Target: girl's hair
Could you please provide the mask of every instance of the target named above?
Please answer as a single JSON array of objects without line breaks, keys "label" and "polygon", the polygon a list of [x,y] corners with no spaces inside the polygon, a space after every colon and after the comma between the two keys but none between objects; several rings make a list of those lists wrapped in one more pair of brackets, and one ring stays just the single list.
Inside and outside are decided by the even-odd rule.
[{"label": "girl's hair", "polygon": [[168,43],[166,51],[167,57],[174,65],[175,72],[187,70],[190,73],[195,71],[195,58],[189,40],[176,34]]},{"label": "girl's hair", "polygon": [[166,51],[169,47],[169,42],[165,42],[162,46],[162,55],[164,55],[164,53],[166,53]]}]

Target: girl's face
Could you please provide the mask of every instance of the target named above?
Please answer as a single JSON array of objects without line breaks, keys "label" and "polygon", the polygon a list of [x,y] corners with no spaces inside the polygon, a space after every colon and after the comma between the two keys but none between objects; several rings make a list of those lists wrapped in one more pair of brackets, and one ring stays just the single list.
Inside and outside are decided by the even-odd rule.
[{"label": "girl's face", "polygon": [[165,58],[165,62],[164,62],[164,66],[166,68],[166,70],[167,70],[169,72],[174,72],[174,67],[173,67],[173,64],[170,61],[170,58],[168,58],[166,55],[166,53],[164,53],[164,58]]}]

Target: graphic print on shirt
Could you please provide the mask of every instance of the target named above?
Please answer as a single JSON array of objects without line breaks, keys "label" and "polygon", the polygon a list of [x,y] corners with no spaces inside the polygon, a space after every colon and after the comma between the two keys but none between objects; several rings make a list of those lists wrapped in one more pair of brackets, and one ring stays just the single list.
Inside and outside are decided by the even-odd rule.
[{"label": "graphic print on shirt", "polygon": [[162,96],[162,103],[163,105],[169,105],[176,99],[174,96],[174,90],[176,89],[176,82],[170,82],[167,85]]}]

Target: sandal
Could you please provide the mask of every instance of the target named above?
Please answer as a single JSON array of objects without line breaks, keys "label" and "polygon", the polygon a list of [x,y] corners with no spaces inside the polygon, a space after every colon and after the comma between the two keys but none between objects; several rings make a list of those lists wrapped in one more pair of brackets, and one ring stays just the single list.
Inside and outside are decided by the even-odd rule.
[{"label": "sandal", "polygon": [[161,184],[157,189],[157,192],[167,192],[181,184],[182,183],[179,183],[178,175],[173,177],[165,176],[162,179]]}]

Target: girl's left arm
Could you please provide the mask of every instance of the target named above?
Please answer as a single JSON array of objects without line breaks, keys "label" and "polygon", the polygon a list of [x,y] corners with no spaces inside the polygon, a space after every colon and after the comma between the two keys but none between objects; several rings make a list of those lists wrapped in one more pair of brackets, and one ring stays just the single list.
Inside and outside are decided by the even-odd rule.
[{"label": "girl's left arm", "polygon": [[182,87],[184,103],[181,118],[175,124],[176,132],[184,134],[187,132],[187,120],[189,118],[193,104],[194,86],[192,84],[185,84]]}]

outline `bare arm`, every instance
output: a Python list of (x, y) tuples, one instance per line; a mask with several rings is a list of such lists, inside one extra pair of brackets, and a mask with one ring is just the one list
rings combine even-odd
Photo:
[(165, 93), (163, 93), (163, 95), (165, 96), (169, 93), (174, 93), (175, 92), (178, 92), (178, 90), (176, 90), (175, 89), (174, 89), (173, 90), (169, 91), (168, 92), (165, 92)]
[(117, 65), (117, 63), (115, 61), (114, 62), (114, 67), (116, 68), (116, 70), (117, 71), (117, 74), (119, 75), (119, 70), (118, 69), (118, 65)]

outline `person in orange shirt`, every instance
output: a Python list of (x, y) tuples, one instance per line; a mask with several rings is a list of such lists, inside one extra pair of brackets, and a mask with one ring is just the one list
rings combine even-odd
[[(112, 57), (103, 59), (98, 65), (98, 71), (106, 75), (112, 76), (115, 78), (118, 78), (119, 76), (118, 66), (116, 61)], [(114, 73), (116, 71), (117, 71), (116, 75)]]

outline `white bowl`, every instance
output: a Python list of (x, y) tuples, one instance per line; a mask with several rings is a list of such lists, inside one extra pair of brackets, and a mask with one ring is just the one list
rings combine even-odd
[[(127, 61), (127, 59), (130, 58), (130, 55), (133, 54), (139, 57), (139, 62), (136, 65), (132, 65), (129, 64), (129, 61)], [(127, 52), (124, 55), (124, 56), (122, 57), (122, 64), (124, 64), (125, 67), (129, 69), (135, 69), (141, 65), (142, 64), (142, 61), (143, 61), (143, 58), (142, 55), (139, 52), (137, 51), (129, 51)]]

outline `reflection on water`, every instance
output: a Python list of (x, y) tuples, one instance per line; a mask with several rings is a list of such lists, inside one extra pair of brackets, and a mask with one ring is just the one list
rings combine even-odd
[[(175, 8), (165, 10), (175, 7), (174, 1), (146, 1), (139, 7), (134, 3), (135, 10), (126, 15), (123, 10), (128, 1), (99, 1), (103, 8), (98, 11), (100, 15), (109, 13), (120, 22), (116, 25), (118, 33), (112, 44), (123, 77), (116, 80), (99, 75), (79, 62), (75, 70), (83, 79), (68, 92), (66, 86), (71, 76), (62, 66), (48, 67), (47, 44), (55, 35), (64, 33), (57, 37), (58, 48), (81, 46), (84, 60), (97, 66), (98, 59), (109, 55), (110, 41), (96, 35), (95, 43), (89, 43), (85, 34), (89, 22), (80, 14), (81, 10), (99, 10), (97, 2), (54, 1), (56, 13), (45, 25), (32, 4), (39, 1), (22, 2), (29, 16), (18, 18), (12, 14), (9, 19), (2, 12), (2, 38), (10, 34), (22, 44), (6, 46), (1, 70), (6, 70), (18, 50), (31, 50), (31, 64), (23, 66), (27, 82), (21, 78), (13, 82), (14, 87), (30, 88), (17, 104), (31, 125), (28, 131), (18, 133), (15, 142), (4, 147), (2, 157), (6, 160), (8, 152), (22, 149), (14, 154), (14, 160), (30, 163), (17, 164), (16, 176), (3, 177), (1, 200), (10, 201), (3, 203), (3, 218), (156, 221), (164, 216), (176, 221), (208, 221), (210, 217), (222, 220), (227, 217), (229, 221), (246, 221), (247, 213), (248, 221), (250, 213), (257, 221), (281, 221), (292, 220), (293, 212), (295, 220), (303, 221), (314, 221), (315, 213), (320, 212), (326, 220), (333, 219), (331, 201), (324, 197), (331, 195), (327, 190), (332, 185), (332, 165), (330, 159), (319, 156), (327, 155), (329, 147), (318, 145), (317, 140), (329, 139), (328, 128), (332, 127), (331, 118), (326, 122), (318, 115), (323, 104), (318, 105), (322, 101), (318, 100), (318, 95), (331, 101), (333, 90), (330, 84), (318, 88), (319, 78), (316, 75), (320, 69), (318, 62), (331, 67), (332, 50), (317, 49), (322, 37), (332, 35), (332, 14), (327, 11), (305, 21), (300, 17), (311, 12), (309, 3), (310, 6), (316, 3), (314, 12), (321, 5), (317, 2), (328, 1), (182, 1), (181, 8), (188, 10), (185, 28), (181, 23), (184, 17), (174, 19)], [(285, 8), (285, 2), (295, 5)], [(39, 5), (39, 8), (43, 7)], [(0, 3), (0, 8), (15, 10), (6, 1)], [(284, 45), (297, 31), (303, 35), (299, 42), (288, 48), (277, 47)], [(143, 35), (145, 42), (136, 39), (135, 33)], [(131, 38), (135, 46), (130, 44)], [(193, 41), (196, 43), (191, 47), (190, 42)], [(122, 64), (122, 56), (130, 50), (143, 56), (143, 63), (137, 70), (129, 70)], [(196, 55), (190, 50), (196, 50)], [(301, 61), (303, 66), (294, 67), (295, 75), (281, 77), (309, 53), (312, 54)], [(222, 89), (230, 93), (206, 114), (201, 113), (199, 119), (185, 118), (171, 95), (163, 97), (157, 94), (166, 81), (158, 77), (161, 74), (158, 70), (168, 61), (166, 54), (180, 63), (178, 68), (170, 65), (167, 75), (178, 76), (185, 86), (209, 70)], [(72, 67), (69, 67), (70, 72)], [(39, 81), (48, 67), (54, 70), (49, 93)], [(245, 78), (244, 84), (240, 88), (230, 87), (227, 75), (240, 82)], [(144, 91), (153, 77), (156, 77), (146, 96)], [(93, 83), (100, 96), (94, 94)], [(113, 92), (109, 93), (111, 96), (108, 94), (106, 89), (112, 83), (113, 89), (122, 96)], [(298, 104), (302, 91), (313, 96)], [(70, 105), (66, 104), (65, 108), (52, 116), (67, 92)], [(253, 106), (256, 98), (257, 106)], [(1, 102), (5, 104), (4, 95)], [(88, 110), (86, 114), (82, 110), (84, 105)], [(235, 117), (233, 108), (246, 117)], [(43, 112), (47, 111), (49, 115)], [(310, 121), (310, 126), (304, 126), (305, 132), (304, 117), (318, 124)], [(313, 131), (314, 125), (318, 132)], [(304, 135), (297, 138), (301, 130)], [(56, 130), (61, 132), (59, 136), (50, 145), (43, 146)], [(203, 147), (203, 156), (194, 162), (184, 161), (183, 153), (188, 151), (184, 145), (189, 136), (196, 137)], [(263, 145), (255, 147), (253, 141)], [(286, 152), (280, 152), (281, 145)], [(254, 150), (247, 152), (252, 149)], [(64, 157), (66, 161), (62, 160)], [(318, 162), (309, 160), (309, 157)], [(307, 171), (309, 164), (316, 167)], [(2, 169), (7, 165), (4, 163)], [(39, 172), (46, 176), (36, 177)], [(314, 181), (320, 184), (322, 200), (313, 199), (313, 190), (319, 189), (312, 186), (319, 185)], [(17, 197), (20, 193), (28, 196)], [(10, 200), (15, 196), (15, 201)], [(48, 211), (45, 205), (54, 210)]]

> _WHAT TO WORK ON_
Could you transcribe, character for character, the lines of the entries from the one holding "Target: girl's left arm" through the one holding "71), (116, 75)]]", including both of those lines and nothing else?

> _SOLUTION TO THE EXERCISE_
Target: girl's left arm
Could you please provide the mask of every instance of the target named above?
Please answer as a single JSON array of objects without line breaks, keys "label" and "polygon", the polygon a list of [x,y] corners with no spaces inside the polygon, a space after every colon and after the comma between the two keys but none between objects; several rings make a list of those lists wrapped in one more pair of brackets, and one ring stays just the single list.
Inside and outside are decided by the even-odd rule.
[{"label": "girl's left arm", "polygon": [[182,87],[184,103],[181,118],[175,124],[176,132],[184,134],[187,132],[187,120],[189,118],[193,104],[194,86],[192,84],[185,84]]}]

outline `bare arm`, every instance
output: a Python list of (x, y) tuples, one instance per line; a mask with several rings is a list of such lists, inside one extra pair of brackets, and a mask with one ring is just the one list
rings combine even-odd
Photo:
[(165, 93), (163, 93), (163, 95), (165, 96), (169, 93), (174, 93), (175, 92), (178, 92), (178, 90), (176, 90), (175, 89), (174, 89), (173, 90), (169, 91), (168, 92), (165, 92)]
[(117, 65), (117, 63), (115, 61), (114, 62), (114, 67), (116, 68), (116, 70), (117, 71), (117, 74), (119, 75), (119, 70), (118, 69), (118, 65)]

outline `person in orange shirt`, every instance
output: a Python list of (x, y) tuples, one instance per line; a mask with several rings is a list of such lists, inside one extra pair of brackets, and a mask with one ring is just the one list
rings combine even-odd
[[(112, 57), (103, 59), (98, 65), (98, 71), (106, 75), (112, 76), (115, 78), (118, 78), (119, 76), (118, 66), (116, 61)], [(114, 73), (116, 71), (117, 71), (116, 75)]]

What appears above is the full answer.